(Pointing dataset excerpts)
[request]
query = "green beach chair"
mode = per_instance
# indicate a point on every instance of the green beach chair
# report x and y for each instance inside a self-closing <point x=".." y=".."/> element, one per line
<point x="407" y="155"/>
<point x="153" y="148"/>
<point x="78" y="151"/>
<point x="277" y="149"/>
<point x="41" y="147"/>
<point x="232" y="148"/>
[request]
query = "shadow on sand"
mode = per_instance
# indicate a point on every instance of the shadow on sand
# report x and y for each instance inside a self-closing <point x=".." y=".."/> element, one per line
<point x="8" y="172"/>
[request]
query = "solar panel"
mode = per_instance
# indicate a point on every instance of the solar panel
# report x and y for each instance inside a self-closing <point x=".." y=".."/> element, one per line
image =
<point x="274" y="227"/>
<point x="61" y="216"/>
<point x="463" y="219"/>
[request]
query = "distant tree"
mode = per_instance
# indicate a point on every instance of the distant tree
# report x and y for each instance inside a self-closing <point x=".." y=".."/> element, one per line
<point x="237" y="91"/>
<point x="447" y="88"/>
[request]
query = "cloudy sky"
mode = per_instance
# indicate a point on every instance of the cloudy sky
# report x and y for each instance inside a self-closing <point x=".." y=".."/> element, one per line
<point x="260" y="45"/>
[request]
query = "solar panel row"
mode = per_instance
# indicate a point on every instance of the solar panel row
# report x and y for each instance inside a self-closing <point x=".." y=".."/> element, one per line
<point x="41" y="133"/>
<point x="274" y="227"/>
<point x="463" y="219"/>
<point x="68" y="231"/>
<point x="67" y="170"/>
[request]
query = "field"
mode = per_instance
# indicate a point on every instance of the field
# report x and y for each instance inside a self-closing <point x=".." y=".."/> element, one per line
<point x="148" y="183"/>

*PROBLEM TO SOLVE*.
Extract all lines as given.

*FINISHED EXERCISE*.
[request]
query = "green beach chair"
mode = per_instance
# indicate a point on every instance of the green beach chair
# report x and y for each instance inside a self-closing <point x=".." y=".."/> element, one per line
<point x="407" y="155"/>
<point x="153" y="148"/>
<point x="78" y="151"/>
<point x="277" y="149"/>
<point x="41" y="147"/>
<point x="232" y="148"/>
[request]
query = "shadow on sand"
mode = per_instance
# indicate a point on every instance of the shadow on sand
# report x and y for each instance inside a self-closing <point x=".." y=".."/> element, one per line
<point x="8" y="172"/>
[request]
query = "solar panel"
mode = per_instance
# indicate a point on every instance of the solar panel
# report x and y for each instance inside a self-closing <point x=".." y=".."/> element, one per line
image =
<point x="274" y="227"/>
<point x="61" y="216"/>
<point x="463" y="219"/>
[request]
query = "distant tree"
mode = per_instance
# indicate a point on every instance of the distant tree
# report x and y for each instance inside a self-closing <point x=".." y=".."/> element, one per line
<point x="237" y="91"/>
<point x="447" y="88"/>
[request]
query = "cloudy sky"
mode = per_instance
# indicate a point on every instance of the cloudy sky
# report x and y for each instance inside a self-closing <point x=".." y=".."/> element, one per line
<point x="260" y="45"/>
[request]
query = "solar panel row"
mode = per_instance
# indicate a point on every instance of the solar panel row
# report x and y for each instance inside a self-closing <point x=".." y=".."/> element, one per line
<point x="41" y="133"/>
<point x="274" y="227"/>
<point x="463" y="219"/>
<point x="68" y="231"/>
<point x="67" y="170"/>
[request]
query = "field"
mode = per_instance
# indicate a point on every instance of the field
# report x and y for each instance inside a self-closing <point x=".." y=".."/> element, one per line
<point x="148" y="183"/>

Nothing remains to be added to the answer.